• Requirements:
Copy out every line of the listing from the one holding "of the blurred" through the end of the listing, inclusive, scaling each answer coordinate by 2.1 and rounding to whole numbers, with halves rounded up. Leave all other numbers as they are.

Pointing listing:
=-=-=

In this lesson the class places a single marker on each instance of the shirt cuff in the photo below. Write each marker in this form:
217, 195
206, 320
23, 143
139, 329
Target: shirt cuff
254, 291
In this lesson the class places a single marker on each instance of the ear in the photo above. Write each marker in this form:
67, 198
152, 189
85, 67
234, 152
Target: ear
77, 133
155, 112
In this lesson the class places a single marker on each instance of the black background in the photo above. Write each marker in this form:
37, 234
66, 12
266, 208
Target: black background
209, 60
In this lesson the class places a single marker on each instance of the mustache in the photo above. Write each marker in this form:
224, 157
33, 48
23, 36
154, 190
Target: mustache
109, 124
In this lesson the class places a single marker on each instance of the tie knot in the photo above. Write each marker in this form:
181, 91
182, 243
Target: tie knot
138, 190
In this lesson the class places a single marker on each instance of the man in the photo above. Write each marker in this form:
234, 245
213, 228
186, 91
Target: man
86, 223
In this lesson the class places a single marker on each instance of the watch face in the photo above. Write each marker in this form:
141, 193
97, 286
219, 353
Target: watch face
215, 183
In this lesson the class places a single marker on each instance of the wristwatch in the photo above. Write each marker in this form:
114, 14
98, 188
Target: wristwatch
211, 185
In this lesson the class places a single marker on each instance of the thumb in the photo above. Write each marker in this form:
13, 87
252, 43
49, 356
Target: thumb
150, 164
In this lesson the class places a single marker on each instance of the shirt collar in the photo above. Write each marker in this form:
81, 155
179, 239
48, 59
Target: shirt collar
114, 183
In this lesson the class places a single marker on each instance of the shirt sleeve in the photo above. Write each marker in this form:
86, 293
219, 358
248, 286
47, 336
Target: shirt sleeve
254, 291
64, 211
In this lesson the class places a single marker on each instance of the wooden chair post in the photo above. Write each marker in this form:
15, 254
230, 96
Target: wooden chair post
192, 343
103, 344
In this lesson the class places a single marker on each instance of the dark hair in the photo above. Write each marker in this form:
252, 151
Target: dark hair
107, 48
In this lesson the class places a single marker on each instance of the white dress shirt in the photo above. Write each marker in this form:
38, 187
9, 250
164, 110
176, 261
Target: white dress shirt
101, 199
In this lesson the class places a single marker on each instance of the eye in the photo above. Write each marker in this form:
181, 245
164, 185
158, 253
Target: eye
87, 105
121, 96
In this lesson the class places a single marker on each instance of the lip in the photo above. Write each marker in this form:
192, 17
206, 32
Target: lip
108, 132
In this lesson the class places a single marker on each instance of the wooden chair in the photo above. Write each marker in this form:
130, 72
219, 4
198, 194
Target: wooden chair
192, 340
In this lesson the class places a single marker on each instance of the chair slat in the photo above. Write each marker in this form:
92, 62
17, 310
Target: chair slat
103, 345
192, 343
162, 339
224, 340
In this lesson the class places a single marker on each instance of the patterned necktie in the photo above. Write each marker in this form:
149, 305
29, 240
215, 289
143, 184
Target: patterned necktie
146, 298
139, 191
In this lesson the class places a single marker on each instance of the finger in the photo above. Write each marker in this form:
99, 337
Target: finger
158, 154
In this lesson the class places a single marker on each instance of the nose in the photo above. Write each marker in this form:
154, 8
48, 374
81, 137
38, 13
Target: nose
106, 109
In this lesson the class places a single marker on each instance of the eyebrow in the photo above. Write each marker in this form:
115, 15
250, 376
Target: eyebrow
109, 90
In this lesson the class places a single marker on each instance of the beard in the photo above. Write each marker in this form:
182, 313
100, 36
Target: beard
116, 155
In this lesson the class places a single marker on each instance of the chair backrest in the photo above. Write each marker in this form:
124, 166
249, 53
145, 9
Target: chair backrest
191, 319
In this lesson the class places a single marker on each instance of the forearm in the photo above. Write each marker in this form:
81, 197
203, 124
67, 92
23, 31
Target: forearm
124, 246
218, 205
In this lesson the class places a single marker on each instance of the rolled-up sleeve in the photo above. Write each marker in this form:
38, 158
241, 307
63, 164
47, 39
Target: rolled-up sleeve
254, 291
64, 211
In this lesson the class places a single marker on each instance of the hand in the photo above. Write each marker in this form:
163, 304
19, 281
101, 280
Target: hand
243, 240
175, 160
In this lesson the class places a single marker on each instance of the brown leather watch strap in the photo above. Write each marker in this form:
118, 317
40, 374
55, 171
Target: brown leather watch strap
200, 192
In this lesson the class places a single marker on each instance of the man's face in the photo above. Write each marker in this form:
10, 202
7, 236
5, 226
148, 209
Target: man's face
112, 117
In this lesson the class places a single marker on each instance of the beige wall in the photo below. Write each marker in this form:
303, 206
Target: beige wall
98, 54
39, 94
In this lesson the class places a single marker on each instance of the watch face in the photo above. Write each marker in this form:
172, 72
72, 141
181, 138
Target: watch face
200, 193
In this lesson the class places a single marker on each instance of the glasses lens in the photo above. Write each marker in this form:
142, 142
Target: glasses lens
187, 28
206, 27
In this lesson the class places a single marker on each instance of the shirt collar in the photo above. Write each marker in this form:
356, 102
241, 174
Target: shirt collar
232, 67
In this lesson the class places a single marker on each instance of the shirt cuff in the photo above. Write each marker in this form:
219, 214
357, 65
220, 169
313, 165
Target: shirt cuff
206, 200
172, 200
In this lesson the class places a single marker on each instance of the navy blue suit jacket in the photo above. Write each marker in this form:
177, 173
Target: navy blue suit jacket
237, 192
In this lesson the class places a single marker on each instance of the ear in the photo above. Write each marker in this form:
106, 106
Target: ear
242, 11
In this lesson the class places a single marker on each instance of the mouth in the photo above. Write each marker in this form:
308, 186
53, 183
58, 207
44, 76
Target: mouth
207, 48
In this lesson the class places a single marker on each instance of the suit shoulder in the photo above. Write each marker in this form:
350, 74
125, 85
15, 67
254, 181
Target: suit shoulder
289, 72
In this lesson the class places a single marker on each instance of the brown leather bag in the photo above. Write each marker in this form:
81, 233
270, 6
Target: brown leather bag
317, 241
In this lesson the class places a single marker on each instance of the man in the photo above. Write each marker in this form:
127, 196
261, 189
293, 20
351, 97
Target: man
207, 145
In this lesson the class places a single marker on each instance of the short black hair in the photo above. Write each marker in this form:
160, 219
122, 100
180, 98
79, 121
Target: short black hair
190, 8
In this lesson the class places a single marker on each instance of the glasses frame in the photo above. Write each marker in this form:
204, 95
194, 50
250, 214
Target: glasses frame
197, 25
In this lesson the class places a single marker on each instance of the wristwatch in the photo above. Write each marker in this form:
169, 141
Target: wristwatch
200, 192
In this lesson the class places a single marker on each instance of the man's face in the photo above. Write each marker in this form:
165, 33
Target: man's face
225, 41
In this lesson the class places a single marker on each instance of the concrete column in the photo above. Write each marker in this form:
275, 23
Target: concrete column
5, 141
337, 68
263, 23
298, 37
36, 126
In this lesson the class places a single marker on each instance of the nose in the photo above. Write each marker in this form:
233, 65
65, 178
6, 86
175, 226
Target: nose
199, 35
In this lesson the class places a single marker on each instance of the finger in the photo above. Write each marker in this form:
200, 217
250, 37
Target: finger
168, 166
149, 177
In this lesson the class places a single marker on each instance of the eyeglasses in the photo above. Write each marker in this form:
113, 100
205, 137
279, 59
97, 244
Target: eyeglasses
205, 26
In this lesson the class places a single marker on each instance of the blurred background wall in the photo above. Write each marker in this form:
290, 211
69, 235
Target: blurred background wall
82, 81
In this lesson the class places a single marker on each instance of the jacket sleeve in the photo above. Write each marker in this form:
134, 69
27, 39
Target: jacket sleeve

=-=-=

• Answer to the task:
In this lesson the class places a single marker on each instance of the blurred background wall in the photo above. Write each marker in this form:
290, 211
69, 235
Target: blurred background wall
172, 170
In this lesson the class places a single marker on each instance of the jacket sleeve in the photo above. Write each marker in this form:
134, 69
27, 39
Target: jacket sleeve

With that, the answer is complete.